Aim of the task: Retype every line of the data below, keeping each word, number, and punctuation mark unchanged.

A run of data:

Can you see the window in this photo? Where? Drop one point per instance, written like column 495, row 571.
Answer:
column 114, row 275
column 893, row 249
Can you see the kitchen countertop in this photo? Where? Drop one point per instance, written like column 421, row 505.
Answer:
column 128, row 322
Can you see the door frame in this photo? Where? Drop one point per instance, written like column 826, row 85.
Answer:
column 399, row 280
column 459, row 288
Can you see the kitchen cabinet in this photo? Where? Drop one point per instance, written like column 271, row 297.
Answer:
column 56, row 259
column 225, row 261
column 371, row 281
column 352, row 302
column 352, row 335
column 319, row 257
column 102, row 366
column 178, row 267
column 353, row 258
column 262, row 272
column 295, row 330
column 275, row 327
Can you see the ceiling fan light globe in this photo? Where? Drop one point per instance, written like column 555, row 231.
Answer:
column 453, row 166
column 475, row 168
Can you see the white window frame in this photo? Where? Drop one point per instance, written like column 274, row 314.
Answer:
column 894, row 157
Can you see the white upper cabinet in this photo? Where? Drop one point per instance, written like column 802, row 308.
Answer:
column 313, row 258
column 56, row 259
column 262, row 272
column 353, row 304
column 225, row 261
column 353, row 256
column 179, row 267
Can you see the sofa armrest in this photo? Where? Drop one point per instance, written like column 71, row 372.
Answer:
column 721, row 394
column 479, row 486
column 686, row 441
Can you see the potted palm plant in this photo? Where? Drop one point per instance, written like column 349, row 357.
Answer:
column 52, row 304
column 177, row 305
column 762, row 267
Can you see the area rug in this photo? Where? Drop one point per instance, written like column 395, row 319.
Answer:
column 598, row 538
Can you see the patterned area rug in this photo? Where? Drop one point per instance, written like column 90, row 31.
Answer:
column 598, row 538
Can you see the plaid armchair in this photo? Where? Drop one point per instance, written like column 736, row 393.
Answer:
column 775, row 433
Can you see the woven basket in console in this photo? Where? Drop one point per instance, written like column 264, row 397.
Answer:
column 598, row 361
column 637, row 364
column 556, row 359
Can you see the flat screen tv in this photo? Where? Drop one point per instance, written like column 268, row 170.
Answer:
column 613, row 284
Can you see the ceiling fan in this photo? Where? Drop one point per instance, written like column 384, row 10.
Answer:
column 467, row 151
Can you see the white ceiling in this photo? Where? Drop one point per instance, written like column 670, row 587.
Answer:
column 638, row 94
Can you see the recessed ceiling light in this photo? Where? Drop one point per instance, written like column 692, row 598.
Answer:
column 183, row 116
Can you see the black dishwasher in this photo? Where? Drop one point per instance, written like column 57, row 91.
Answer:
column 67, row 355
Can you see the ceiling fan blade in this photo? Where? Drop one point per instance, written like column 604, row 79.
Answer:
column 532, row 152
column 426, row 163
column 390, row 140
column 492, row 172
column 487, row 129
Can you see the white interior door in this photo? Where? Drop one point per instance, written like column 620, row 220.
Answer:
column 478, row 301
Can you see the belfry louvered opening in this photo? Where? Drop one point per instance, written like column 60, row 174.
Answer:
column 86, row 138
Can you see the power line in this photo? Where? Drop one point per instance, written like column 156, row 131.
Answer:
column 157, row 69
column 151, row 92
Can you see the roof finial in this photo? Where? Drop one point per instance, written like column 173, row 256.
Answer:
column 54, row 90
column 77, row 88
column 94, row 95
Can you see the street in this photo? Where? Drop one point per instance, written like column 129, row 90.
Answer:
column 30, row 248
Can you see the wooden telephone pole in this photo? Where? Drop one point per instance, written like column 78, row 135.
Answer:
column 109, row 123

Exercise response:
Can you see the window in this photo? Where? Drop one point per instance, written like column 495, row 571.
Answer:
column 114, row 275
column 893, row 249
Can you see the kitchen countertop in this photo? Where? Drop one point per instance, written like column 421, row 505.
Answer:
column 128, row 322
Can you see the door frame in this photo? Where? Drop one point per instance, written like column 826, row 85.
Answer:
column 399, row 280
column 459, row 288
Can you see the kitchen cabinet in this photo? Where? Drop one point per instance, written like column 271, row 297.
Answer:
column 56, row 259
column 225, row 261
column 371, row 281
column 352, row 302
column 352, row 335
column 319, row 257
column 102, row 366
column 178, row 267
column 353, row 258
column 262, row 272
column 295, row 330
column 275, row 327
Can you see the ceiling fan light globe in this photo? Where? Drop one point per instance, written like column 555, row 231.
Answer:
column 453, row 166
column 475, row 168
Can you see the white window frame in this photo? Where? Drop one point per instance, written like column 274, row 314.
Answer:
column 894, row 157
Can you see the white upper cabinet in this photo? Where? Drop one point per instance, written like column 802, row 308.
Answer:
column 313, row 258
column 56, row 259
column 262, row 272
column 353, row 304
column 225, row 261
column 353, row 256
column 179, row 267
Can you see the sofa armrest in this photo? Where? Drop one point per instance, written like column 71, row 372.
Answer:
column 721, row 394
column 479, row 486
column 686, row 441
Can you see the potted palm plant in this photo? Where? Drop one point per instance, written like column 349, row 357.
Answer:
column 52, row 304
column 177, row 305
column 762, row 267
Can you see the area rug in this photo? Where? Drop one point per instance, written like column 395, row 319.
Answer:
column 598, row 538
Can you see the patterned area rug in this photo? Where? Drop one point per instance, written like column 90, row 31.
Answer:
column 598, row 538
Can you see the plaid armchair in this photo? Where? Drop one point per instance, written like column 736, row 393.
Answer:
column 775, row 433
Can you see the woven basket in console in this photo? Where? Drop one point per instance, written like column 264, row 397.
Answer:
column 598, row 361
column 637, row 364
column 556, row 359
Can you see the flat screen tv in this photo? Where? Drop one point per instance, written like column 268, row 170.
Answer:
column 613, row 284
Can you see the ceiling fan in this photo? Where? Drop one point per instance, written like column 384, row 10.
Answer:
column 467, row 151
Can you see the white ceiling in this photo? Where? Drop one point per instance, written like column 670, row 587.
Answer:
column 638, row 94
Can you see the recessed ceiling light in this photo? Where? Drop one point per instance, written like column 692, row 598.
Answer:
column 183, row 116
Can you see the black dishwasher in this photo? Where? Drop one point per instance, written like column 57, row 91.
Answer:
column 67, row 355
Can you see the ceiling fan blade in this photo? Where? Drop one point per instance, written like column 604, row 79.
Answer:
column 532, row 152
column 426, row 163
column 390, row 140
column 492, row 172
column 487, row 129
Can you see the white interior door in this photo? Where? Drop one point per instance, written like column 620, row 220.
Answer:
column 478, row 301
Can you see the belfry louvered opening in this photo? Where? Drop one point per instance, written like column 60, row 174.
Answer:
column 86, row 138
Can you see the power line in this photo? Where? Drop one point per instance, written like column 156, row 131.
Answer:
column 157, row 69
column 151, row 92
Can you see the roof finial in this photo? Where? Drop one point per instance, written like column 173, row 256.
Answer:
column 54, row 90
column 77, row 88
column 94, row 95
Can you see the street in this photo? Where? Drop one point per instance, written like column 129, row 90.
Answer:
column 30, row 248
Can you see the wooden telephone pole in this photo? Where? Drop one point per instance, written like column 78, row 135.
Answer:
column 109, row 123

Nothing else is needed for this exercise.